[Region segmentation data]

====================

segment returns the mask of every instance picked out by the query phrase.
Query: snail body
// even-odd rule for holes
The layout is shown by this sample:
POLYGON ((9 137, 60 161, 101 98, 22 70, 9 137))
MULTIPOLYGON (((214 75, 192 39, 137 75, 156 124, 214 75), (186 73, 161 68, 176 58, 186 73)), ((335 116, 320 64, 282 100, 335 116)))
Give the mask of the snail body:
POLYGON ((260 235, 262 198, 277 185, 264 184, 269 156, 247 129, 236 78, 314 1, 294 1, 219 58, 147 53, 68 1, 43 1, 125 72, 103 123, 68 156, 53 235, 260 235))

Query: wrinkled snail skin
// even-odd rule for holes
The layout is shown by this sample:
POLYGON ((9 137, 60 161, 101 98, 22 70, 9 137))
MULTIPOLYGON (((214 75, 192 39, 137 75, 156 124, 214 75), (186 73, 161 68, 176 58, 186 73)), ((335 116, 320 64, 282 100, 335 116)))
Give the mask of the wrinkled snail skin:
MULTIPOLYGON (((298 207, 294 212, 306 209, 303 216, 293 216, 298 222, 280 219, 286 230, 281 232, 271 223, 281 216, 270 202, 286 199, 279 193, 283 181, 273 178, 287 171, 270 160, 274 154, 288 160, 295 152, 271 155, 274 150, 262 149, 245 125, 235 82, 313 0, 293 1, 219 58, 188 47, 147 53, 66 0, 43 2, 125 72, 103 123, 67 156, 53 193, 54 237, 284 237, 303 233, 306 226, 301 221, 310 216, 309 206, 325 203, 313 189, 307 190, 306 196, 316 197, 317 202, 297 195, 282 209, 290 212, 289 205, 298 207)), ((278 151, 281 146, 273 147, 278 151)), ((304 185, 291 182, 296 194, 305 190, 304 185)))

====================

## Problem requirements
Render the lines as a Markdown table with the columns "Row" and "Line," leaving out blank lines. Begin at the line that contains "Query: wrinkled snail skin" and continue through the end of the records.

## Solved exercise
| Row | Line |
|---|---|
| 1 | Query: wrinkled snail skin |
| 2 | // even-odd rule for holes |
| 3 | The layout is shown by this sample: |
| 4 | POLYGON ((9 137, 60 161, 101 98, 22 70, 9 137)) |
| 5 | MULTIPOLYGON (((214 75, 192 39, 137 75, 156 124, 214 75), (186 73, 161 68, 176 58, 186 73)), ((335 116, 320 64, 282 100, 335 116))) |
| 6 | Give the mask of the wrinkled snail skin: |
| 7 | MULTIPOLYGON (((298 207, 294 212, 306 209, 303 216, 293 216, 298 222, 280 219, 286 230, 281 232, 271 223, 281 216, 270 202, 286 199, 279 193, 283 181, 273 178, 287 171, 270 160, 274 154, 288 160, 295 152, 271 155, 274 150, 262 149, 245 125, 235 82, 313 0, 293 1, 219 58, 188 47, 147 53, 66 0, 43 2, 125 72, 103 123, 67 156, 53 193, 54 237, 284 237, 303 233, 306 226, 301 221, 310 216, 309 206, 325 203, 313 189, 307 190, 306 196, 316 197, 317 202, 297 195, 282 209, 290 212, 289 205, 298 207)), ((278 151, 281 146, 273 147, 278 151)), ((304 185, 291 182, 296 194, 305 190, 304 185))) |